The ARLG Laboratory Center Director is Robin Patel, MD, Mayo Clinic, with Ephraim Tsalik, MD, PhD, Duke University Medical Center serving as the Associate Director.
The ARLG Laboratory Consortium Team includes Robert Bonomo, MD, Case Western Reserve University; Barry Kreiswirth, PhD, Rutgers University; Cesar Arias, MD, PhD., University of Texas Health Science Center; Thomas Lodise, PharmD, PhD, Albany College of Pharmacy and Health Sciences; Kimberly Hanson, MD, University of Utah; and Melinda Pettigrew, PhD, Yale University.
The mission of the ARLG Laboratory Center is to facilitate and support the ARLG scientific agenda by:
- Leading the assessment, development, and implementation of laboratory-based ARLG studies, and addressing the laboratory needs of non-laboratory-based ARLG studies, by providing expertise, coordinating laboratory services, and supervision of ARLG-affiliated laboratories.
- Conducting laboratory-based studies using the Master Protocol for Evaluating Multiple Infection Diagnostics (MASTERMIND) initiative for researching multiple diagnostic devices from a single patient sample.
- Executing outcomes-based clinical studies based on diagnostics.
- Performing phenotypic and genotypic characterization of ARLG study isolates.
- Managing the ARLG Virtual Biorepository, a web-based catalog of well-characterized ARLG bacterial isolates available to the research community.

| SUPPLIED DATA |
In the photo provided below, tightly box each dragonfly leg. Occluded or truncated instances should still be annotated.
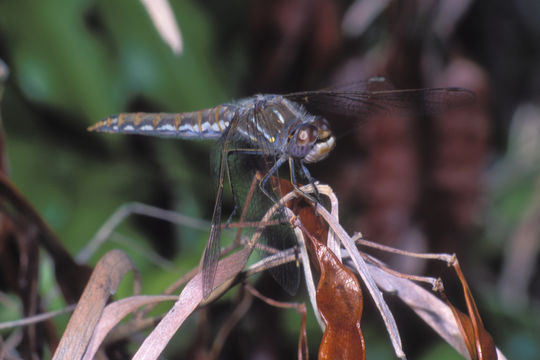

| ACTIVITY 1 |
Return the stretch of the ARLG Laboratory Center passage from "The mission of" through "based on diagnostics.", copied word for word.
| ACTIVITY 2 |
Supply the next part of the ARLG Laboratory Center passage, continuing after its final sentence.

| WRITTEN RESPONSE 1 |
The mission of the ARLG Laboratory Center is to facilitate and support the ARLG scientific agenda by:
- Leading the assessment, development, and implementation of laboratory-based ARLG studies, and addressing the laboratory needs of non-laboratory-based ARLG studies, by providing expertise, coordinating laboratory services, and supervision of ARLG-affiliated laboratories.
- Conducting laboratory-based studies using the Master Protocol for Evaluating Multiple Infection Diagnostics (MASTERMIND) initiative for researching multiple diagnostic devices from a single patient sample.
- Executing outcomes-based clinical studies based on diagnostics.

| WRITTEN RESPONSE 2 |
- Supporting the ARLG Physical Biorepository, a collection of isolates from active ARLG projects.
- Developing ARLGENOMER, a web tool that uses genomic data to predict phenotypic antimicrobial susceptibility.
- Providing consultative services to scientists in academia and industry.
- Assisting the ARLG Mentoring Committee in mentoring new investigators.
Laboratory Center Mission: To facilitate and support the ARLG research agenda by leading the development, implementation, and evaluation of the laboratory research.
Virtual Biorepository Goal
To provide scientists with unique access to clinically well-characterized Gram-positive and -negative bacteria for development of novel diagnostic tests, assessment of new antimicrobial approaches, and/or for use in research studies (e.g., evaluating mechanisms of resistance).